**WHAT YOU SHOULD DO**. Within the entries below, find each line containing the word "sunflower" and copy it.

**EXERCISE MATERIALS**.

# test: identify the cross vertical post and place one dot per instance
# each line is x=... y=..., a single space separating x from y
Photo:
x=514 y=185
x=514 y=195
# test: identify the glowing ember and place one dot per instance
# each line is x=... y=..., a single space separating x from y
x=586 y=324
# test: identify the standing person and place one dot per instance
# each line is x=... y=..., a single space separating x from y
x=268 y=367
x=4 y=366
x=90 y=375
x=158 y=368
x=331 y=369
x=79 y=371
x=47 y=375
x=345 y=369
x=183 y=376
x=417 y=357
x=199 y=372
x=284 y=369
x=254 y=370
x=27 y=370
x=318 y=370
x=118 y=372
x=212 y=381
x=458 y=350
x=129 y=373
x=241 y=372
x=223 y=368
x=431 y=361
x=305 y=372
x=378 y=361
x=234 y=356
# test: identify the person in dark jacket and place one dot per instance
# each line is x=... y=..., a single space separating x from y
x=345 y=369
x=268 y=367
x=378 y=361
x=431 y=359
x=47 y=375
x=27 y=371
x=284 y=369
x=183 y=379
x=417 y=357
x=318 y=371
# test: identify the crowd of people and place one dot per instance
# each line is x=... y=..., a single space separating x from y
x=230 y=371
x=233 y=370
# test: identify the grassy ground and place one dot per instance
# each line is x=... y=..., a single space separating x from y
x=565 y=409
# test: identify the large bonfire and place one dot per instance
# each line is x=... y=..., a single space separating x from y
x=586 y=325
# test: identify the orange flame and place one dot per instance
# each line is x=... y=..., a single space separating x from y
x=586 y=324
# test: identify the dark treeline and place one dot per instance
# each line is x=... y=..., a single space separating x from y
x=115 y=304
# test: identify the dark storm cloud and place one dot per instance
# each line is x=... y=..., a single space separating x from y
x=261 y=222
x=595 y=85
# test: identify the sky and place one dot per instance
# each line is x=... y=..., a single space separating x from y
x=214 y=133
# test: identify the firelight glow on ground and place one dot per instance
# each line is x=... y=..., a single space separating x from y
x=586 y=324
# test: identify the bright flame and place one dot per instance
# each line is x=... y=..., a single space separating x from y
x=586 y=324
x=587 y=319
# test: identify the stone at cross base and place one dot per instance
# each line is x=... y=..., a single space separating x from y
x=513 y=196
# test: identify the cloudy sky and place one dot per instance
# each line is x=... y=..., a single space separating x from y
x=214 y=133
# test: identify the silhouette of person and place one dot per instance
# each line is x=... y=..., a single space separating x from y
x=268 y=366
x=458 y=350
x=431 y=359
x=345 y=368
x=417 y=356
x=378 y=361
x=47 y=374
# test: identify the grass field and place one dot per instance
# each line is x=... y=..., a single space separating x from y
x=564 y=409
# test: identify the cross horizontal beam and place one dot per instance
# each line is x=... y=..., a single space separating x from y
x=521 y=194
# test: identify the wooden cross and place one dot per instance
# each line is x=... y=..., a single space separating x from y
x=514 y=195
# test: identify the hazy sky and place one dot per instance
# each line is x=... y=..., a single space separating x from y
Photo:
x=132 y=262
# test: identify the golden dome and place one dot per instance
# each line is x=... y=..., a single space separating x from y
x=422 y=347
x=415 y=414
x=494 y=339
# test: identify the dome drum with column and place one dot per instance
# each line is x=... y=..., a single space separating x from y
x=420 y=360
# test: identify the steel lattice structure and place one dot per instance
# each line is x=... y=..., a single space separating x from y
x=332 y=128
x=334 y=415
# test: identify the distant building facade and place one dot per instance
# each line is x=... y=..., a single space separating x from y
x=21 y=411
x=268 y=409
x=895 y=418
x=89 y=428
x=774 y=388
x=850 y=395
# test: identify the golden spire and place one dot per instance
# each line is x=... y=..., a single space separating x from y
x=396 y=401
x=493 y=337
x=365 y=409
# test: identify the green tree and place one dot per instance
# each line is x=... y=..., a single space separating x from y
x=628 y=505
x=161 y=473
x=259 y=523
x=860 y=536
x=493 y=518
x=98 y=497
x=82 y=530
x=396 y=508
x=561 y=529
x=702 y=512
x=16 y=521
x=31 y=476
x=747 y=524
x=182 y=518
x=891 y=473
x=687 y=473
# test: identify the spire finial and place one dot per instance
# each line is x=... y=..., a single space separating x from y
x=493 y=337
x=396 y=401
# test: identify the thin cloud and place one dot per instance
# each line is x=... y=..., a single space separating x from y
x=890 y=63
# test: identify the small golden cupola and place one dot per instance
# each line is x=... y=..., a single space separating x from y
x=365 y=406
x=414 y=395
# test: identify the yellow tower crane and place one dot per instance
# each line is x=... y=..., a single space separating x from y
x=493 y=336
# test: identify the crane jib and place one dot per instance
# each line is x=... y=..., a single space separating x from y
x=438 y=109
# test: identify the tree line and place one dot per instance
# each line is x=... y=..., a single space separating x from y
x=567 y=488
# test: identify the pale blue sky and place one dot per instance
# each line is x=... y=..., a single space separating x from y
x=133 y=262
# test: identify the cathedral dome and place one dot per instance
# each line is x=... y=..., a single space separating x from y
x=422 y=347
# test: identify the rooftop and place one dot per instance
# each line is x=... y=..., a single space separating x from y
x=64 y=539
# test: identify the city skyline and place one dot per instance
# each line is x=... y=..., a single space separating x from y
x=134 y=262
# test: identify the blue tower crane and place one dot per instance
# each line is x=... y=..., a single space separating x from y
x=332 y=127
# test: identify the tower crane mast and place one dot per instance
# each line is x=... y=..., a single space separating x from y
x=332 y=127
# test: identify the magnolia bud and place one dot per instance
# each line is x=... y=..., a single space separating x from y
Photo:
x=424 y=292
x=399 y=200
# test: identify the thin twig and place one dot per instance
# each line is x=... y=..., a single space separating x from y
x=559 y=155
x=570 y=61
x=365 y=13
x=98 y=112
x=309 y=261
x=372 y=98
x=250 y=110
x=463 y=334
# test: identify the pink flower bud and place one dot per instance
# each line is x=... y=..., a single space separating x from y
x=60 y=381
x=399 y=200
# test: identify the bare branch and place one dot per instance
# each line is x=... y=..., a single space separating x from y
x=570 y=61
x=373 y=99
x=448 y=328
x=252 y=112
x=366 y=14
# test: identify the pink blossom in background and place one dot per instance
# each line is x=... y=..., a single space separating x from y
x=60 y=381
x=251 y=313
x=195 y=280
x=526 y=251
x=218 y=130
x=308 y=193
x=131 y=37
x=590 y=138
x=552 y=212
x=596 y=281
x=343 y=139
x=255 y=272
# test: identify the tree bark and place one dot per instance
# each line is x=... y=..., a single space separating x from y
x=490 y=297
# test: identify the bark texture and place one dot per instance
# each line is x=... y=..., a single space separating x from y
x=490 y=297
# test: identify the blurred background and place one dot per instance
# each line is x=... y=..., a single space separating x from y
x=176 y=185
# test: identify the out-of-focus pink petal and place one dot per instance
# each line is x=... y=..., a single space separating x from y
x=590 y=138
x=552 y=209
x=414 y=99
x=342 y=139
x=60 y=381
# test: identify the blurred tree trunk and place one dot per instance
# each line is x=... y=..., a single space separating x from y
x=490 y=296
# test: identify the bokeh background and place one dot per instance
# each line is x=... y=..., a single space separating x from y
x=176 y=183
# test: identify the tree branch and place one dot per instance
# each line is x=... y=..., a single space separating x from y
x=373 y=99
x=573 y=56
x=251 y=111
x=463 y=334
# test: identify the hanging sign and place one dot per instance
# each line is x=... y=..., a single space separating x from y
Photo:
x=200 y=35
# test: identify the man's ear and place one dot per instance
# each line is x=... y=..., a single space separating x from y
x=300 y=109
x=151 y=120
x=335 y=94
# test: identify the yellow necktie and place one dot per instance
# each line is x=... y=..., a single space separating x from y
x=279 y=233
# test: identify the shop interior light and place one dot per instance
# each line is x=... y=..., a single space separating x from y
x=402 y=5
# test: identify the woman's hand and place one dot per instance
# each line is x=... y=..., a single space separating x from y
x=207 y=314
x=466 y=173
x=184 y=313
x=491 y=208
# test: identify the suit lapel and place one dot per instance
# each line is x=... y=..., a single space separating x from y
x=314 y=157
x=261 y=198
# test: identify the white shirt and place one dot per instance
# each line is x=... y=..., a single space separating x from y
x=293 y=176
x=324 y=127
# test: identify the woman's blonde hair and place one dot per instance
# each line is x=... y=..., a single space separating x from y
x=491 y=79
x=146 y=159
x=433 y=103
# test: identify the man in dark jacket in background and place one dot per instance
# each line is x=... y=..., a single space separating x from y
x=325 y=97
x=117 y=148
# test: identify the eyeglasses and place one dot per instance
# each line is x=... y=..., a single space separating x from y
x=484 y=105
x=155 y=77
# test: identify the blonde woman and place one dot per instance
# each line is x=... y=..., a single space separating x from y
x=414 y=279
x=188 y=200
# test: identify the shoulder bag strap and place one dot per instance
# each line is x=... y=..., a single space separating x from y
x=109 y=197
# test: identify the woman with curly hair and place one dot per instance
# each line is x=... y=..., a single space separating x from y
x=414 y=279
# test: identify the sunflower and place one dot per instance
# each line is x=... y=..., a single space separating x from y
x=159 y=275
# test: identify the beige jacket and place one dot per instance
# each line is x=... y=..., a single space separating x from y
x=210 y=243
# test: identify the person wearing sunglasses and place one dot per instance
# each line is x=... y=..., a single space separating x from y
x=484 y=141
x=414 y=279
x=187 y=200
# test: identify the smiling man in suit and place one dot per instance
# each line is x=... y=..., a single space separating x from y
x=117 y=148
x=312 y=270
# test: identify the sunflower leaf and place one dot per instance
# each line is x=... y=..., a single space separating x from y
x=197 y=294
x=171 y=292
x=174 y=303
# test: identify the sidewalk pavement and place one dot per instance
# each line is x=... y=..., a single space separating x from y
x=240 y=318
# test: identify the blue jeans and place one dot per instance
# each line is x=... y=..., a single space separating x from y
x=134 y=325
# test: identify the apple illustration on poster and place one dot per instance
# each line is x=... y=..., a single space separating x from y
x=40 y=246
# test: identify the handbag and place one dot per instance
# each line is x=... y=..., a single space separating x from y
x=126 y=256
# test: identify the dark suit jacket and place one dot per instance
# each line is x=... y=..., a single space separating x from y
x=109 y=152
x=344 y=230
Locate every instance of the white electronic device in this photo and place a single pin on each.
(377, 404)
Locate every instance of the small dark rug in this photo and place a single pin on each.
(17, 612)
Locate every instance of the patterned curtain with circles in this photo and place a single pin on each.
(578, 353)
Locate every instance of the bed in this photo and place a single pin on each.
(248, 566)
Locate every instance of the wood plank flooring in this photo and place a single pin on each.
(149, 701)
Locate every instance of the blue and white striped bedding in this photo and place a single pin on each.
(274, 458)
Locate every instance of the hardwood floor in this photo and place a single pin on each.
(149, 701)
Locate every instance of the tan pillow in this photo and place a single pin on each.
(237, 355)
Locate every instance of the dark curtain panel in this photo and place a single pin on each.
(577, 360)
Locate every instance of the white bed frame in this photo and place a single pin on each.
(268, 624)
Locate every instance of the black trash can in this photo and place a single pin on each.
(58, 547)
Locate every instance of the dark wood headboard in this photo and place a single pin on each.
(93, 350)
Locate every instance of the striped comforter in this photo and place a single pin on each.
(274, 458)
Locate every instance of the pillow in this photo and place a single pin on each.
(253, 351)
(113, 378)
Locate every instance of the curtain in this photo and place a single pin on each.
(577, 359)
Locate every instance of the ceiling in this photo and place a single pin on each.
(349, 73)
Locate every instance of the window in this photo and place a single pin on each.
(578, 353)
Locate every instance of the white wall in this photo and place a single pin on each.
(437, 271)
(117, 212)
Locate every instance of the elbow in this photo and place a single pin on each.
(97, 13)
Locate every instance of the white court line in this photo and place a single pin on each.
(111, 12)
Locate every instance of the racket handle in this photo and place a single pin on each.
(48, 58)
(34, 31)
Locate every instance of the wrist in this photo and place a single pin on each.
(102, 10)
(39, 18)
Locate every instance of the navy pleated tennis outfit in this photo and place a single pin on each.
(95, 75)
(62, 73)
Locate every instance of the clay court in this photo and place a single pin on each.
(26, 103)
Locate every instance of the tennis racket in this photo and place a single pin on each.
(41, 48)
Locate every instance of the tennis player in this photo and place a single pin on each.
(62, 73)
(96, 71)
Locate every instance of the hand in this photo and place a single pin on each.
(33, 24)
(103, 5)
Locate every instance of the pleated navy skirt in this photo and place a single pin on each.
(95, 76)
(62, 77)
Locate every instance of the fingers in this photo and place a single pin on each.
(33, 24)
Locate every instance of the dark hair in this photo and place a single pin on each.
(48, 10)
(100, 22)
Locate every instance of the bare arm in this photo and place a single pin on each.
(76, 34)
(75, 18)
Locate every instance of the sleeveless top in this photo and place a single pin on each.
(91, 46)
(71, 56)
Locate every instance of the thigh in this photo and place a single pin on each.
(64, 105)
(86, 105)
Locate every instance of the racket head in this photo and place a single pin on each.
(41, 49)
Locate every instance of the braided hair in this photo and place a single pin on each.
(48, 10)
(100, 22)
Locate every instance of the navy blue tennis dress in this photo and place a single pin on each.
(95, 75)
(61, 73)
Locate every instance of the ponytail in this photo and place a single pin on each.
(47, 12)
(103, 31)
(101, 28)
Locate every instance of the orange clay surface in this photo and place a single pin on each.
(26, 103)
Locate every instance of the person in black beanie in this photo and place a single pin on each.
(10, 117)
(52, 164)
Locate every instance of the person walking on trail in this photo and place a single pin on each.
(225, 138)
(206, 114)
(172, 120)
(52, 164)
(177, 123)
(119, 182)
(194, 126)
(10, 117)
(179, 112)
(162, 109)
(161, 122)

**ANSWER TO THIS EXERCISE**.
# test: identify the sunflower and place one dot per instance
# test: identify the sunflower leaf and place one dot per instance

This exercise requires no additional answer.